EXERCISE BRIEF: Extend the mailing-list reply below about naming text encodings and wide_literal(), continuing after its last line.

C++ Logo

sg16

Advanced search

Re: [SG16] [isocpp-lib-ext] Sending P1885R8 Naming Text Encodings to Demystify Them directly to electronic polling for C++23

From: Jens Maurer <Jens.Maurer_at_[hidden]>
Date: Sat, 16 Oct 2021 00:00:36 +0200
On 15/10/2021 23.25, Tom Honermann wrote:
> On 10/15/21 4:29 PM, Jens Maurer via Lib-Ext wrote:

> Yes, but unless I'm mistaken, IANA does not currently specify any wide
> EBCDIC encodings.

Right. I can find several EBCDIC variants for European languages,
but nothing that looks Asian. Maybe IBM didn't bother registering
the wide-EBCDIC variants with IANA.

> We can (and probably should) add some guidance in the
> prose of the paper based on IBM documentation, but I'm otherwise unaware
> of how normative guidance could be provided.

If we agree that a (hypothetical) Asian EBCDIC big-endian platform
should return the same value from wide_literal() as a similar
little-endian platform (and this implies native endianness),
then I think we're essentially saying that the return value
of wide_literal() is interpreted as an encoding form, never
as an encoding scheme. (Which means the IANA list is not really
applicable.)

>> (As a side note, it seems odd that we're keen on using IANA (i.e. a list of
>> encoding schemes) for wide_literal(), but then we make every effort to read
>> this as an encoding form.)
>
> Indeed, a consequence of trying to balance available specifications,
> utility, and programmer expectations.

DATASET SECTION:
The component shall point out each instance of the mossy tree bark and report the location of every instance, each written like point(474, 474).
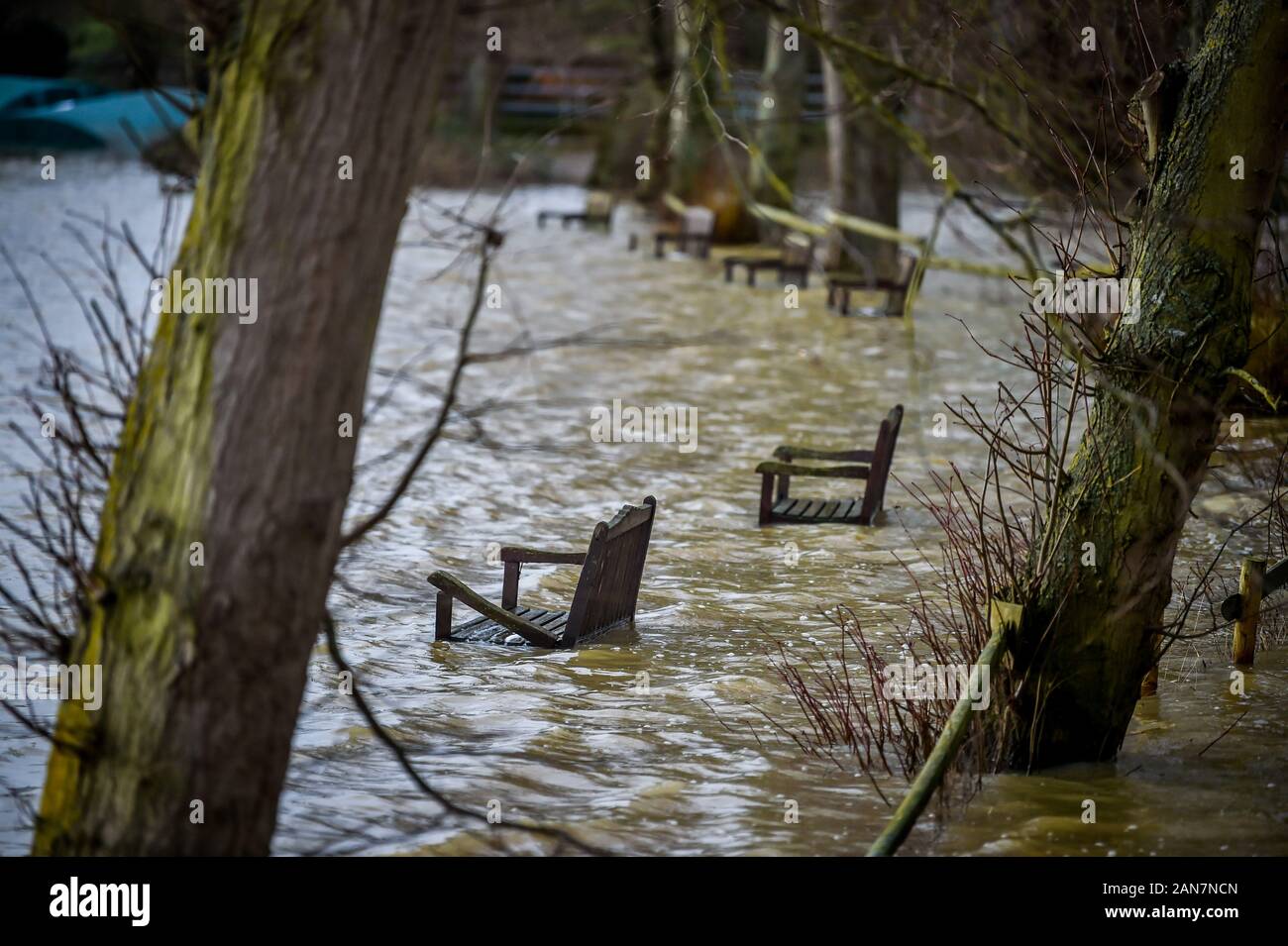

WRITTEN REPLY:
Maybe we should bite the bullet and simply list the small number
of permitted return values for wide_literal() (i.e. UTF-16 and UTF-32
and "other"; possibly UCS-2 and UCS-4), given that IANA is only really
helpful for the non-wide case.

(Since there are no wide EBCDIC encodings in IANA, IBM needs to return
"other" on those platforms anyway.)

>>> One of the intended guarantees is that, when sizeof(wchar_t) != 1, that the underlying byte representation of a wide string literal match an encoding scheme associated with the encoding form as indicated by wide_literal(). For example:
>>>
>>> * sizeof(wchar_t) == 2, wide_literal() returns UTF-16. Ok; reinterpret_cast<const char*>(L"text") yields a sequence of bytes that constitutes valid UTF-16BE or UTF-16LE.
>>> * sizeof(wchar_t) == 4, wide_literal() returns UTF-16. Invalid; reinterpret_cast<const char*>(L"text") yields a sequence of bytes that is not valid UTF-16BE or UTF-16LE (due to each code point being stored across 4 bytes instead of 2).
>>>
>>> It may be that the paper would benefit from some updates to make this more clear, but I don't have any specific suggestions at this time.
>> I think the wording currently has no guidance for the sizeof(wchar_t) == 1, CHAR_BIT == 16 case,
>> and whether it is supposed to be treated differently from the sizeof(wchar_t) == 2, CHAR_BIT == 16
>> case.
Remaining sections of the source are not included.